- **Collection entries**
*** Block opens ***
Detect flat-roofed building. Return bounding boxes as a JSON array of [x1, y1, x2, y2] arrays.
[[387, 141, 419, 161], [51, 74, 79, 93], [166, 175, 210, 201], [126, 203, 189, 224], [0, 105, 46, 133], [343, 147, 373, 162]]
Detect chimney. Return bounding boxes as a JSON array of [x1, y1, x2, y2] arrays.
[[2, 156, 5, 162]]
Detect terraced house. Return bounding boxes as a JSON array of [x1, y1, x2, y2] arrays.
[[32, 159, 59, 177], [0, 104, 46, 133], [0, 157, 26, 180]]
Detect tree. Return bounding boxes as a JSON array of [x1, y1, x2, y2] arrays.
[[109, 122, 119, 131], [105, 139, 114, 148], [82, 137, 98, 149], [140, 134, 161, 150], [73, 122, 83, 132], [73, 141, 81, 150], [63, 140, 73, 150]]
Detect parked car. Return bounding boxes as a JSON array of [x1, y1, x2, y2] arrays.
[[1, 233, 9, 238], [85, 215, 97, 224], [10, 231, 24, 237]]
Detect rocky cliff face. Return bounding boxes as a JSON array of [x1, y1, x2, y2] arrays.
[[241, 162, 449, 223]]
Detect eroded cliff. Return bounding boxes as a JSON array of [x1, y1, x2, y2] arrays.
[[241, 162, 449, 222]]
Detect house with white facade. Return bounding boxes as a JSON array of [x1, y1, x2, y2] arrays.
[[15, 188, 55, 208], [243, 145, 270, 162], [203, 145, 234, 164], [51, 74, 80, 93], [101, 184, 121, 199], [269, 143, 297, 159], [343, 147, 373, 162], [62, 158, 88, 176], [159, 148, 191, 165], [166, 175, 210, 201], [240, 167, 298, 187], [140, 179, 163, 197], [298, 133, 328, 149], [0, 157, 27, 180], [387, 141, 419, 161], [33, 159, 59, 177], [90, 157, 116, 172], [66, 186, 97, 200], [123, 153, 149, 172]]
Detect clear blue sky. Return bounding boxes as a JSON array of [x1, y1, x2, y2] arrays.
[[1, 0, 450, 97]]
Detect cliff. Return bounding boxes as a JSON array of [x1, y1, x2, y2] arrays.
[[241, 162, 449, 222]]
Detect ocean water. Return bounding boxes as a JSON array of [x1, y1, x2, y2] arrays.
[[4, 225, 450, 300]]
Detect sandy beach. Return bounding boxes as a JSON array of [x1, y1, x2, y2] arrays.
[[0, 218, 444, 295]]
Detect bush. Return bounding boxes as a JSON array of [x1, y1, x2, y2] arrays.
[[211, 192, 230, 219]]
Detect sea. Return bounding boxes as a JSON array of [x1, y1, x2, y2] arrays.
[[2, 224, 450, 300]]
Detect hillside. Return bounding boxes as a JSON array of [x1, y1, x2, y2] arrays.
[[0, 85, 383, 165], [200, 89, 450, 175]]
*** Block closes ***
- **Description of the task**
Using the records above, output exactly the lines from the one containing "Detect tree. Return" through the last line, and no others.

- **Output for this task**
Detect tree. Return bounding boxes as a JSON array of [x1, y1, x2, y2] arrays.
[[109, 122, 119, 131], [105, 139, 114, 148], [82, 137, 98, 149], [140, 134, 161, 150], [73, 122, 83, 132], [73, 141, 81, 150], [63, 140, 73, 150]]
Detect parked car. Return bounding boxes as a JSON array of [x1, y1, x2, y2] arrays.
[[1, 233, 9, 238], [85, 215, 97, 224], [10, 231, 24, 237]]
Detect rocky cliff face. Return bounding boxes as a JSON array of [x1, y1, x2, y2] arrays.
[[241, 162, 449, 223]]
Detect eroded cliff. Return bounding boxes as a JSON array of [x1, y1, x2, y2] arrays.
[[241, 162, 449, 222]]
Detect house with white facade. Return bounding boxes as a JSON array of [x1, y1, x2, y2] arrays.
[[15, 188, 55, 208], [243, 145, 270, 162], [203, 145, 234, 164], [51, 74, 80, 93], [101, 184, 121, 199], [269, 143, 297, 159], [343, 147, 373, 162], [62, 158, 88, 176], [159, 148, 191, 165], [166, 175, 210, 201], [240, 167, 298, 187], [140, 179, 163, 197], [298, 133, 328, 149], [0, 157, 27, 180], [387, 141, 419, 161], [33, 159, 59, 177], [90, 157, 116, 172], [66, 186, 97, 200], [123, 153, 149, 172]]
Detect clear blue sky. Return bounding boxes as a JSON array of [x1, y1, x2, y2] arrays.
[[1, 0, 450, 97]]
Detect cliff. Return bounding boxes as a JSON array of [x1, y1, x2, y2] arrays.
[[241, 162, 449, 222]]
Detect ocean water. Return bounding boxes as a JSON array of [x1, y1, x2, y2] arrays.
[[4, 225, 450, 300]]
Detect sandy beach. Return bounding boxes as a JSON array of [x1, y1, x2, y2] arrays.
[[0, 218, 444, 295]]
Detect bush. Return bounding boxes as a JSON array of [x1, y1, x2, y2] arrays.
[[211, 192, 230, 219]]
Detect sea. Return bounding boxes as a JSON array of [x1, y1, x2, y2] arrays.
[[2, 224, 450, 300]]
Detect hillside. Return bounding boxes as a JSON array of [x1, y1, x2, y2] arrays.
[[0, 85, 383, 165], [200, 89, 450, 175]]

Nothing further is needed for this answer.